• Provided text:
This qualifies in my mind as an epidemic, and the response from the government, up until today, has been nothing short of shameful, which is why it is hopeful to hear such positive comments coming from the government in response to our motion today. The victims and families deserve better than to be forgotten. Most of us have met, in some of the rallies here on the Hill, the families of some of these victims. They have daughters just as we do, and they want answers. They cannot bring their daughters back, but they want to at least know that justice is done.
Earlier today, the parliamentary secretary took offence at the opposition MP saying that government had done nothing to respond to the crisis. She went on to say that the government has built a new database, launched school pilot projects and created a website to help us deal with this, and that is very positive. However, that is not dealing with the 600 women who have never had an answer and never had justice. Creating a website is not enough. Creating a database is for the future. We still need to do an inquiry or at least establish a committee today to see that we look into exactly what was happening. If it helps, there is a website, which is a start, but I do hope it goes further and that we move forward on these issues.
This is not a partisan issue. It is an issue that has been talked about for the 13-plus years that I have been in the House. It is an issue I believe we all care about, but no one seems to take any action to really look into the fact that 600 aboriginal women are missing or murdered, and little has been done to bring justice to them or to find out exactly what has happened.
It is not about politics. It is about mobilizing all of us to come together and to work with the appropriate authorities to do a thorough investigation so that we can provide justice and healing for all of these families and put an end to an epidemic, because it has not stopped. It continues along the Highway of Tears.
For the sake of clarity today, the Liberals are asking that a special committee be struck to look into the issue of missing and murdered aboriginal women and girls. We have asked for an inquiry many times. We have committed that, if we were the government, we would strike one. Nothing has happened. There has been no action from the government. We are hoping today that the striking of a special committee of all parties will actually start moving that whole issue forward.
We are simply looking for ways that the federal government can act to address the root cause of this intolerable violence, something that the Conservatives, including the Prime Minister and the Minister of Aboriginal Affairs and Northern Development, have said is a priority for the government. Let us practise what we preach and let us have the government start to move forward in that direction.
I fear most people in Canada do not fully appreciate the seriousness of the crimes, of 600 documented cases of missing and murdered aboriginal women and girls. I will give the breakdown: 67% of those 600 cases are clearly murder cases; 20% of the cases are of missing women and girls; the nature of 9% of the cases is unknown, and that is to say it is unclear whether the woman was murdered, is missing or died under suspicious circumstances; 55% of those cases involve women and girls under the age of 31, with 17% of the women and girls under the age of 18.
Many of these young women were 14 and 15 years old. Most of them disappeared in or around the Highway of Tears that was referred to earlier. It is a sad thing to have in any province a highway that is referred to as the Highway of Tears. It is a constant reminder of these missing aboriginal women and girls.
The national clearance rate for homicides in Canada is 84%, which means that there is an answer to 84% of those cases, so at least we know what happened. Yet almost half of the homicides that involve aboriginal women and girls remain unsolved. They are missing, presumed murdered. Nobody knows how, nobody knows at whose hands and how it happened. That is an unacceptable rate for our country. We have to be embarrassed about that.
The 84% rate for the national clearance should be the same rate for the aboriginals. It clearly shows a lack of respect and concern for many of the individual women and girls out there. It makes us wonder if anybody really cares, other than the parents, about these young women.

• Tasks to perform:
**A)** In the speech, take the part that opens with the words containing "The national clearance rate" and closes with "embarrassed about that.", and give it again with "homicides" replaced by "killings".
**B)** Locate every line of the records that holds the string "covered" and copy each one out.
The speech and the records have nothing to do with each other.

• Object position labeling entries:
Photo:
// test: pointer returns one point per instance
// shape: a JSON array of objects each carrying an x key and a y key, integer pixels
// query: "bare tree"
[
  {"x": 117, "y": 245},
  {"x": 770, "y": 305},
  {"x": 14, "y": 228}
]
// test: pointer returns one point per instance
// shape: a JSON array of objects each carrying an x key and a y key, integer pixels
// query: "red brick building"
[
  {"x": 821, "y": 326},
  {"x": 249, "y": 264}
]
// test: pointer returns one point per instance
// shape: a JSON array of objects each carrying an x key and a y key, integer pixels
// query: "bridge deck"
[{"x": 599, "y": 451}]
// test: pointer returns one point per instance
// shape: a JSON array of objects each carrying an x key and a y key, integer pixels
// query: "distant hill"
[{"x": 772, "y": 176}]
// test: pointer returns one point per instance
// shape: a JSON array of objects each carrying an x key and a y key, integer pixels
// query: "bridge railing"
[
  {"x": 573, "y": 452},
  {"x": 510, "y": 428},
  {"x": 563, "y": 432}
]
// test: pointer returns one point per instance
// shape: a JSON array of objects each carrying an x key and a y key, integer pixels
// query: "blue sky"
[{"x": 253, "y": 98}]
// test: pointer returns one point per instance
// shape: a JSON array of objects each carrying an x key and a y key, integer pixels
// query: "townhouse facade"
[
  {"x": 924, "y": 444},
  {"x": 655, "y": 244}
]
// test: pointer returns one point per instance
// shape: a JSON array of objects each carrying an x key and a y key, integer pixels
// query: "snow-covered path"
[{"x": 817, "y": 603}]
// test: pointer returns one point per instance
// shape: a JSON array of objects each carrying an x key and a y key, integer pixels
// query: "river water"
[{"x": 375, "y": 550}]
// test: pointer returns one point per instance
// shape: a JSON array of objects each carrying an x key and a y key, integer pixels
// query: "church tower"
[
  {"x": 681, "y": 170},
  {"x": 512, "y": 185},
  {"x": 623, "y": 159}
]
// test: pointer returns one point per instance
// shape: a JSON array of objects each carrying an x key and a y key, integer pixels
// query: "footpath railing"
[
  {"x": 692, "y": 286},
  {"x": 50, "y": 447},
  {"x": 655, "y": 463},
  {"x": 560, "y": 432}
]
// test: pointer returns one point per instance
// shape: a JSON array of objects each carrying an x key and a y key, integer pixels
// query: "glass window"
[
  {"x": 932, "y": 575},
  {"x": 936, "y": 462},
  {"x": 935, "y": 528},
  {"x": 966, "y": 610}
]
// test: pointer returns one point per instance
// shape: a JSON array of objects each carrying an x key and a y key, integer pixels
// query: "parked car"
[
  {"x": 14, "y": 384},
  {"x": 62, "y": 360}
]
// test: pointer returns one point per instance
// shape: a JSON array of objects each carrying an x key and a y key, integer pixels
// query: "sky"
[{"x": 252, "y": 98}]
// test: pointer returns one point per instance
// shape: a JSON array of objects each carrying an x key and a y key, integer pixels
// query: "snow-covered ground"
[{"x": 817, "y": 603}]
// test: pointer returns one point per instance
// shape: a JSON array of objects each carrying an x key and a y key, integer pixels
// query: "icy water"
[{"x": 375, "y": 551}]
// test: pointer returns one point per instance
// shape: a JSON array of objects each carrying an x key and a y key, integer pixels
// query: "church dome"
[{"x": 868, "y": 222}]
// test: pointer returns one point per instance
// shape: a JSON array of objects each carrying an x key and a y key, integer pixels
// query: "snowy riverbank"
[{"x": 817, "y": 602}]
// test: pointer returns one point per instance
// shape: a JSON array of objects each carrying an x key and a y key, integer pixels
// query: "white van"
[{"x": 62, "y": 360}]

• Results of the tasks:
**A)**
The national clearance rate for killings in Canada is 84%, which means that there is an answer to 84% of those cases, so at least we know what happened. Yet almost half of the killings that involve aboriginal women and girls remain unsolved. They are missing, presumed murdered. Nobody knows how, nobody knows at whose hands and how it happened. That is an unacceptable rate for our country. We have to be embarrassed about that.

**B)**
// query: "snow-covered path"
// query: "snow-covered ground"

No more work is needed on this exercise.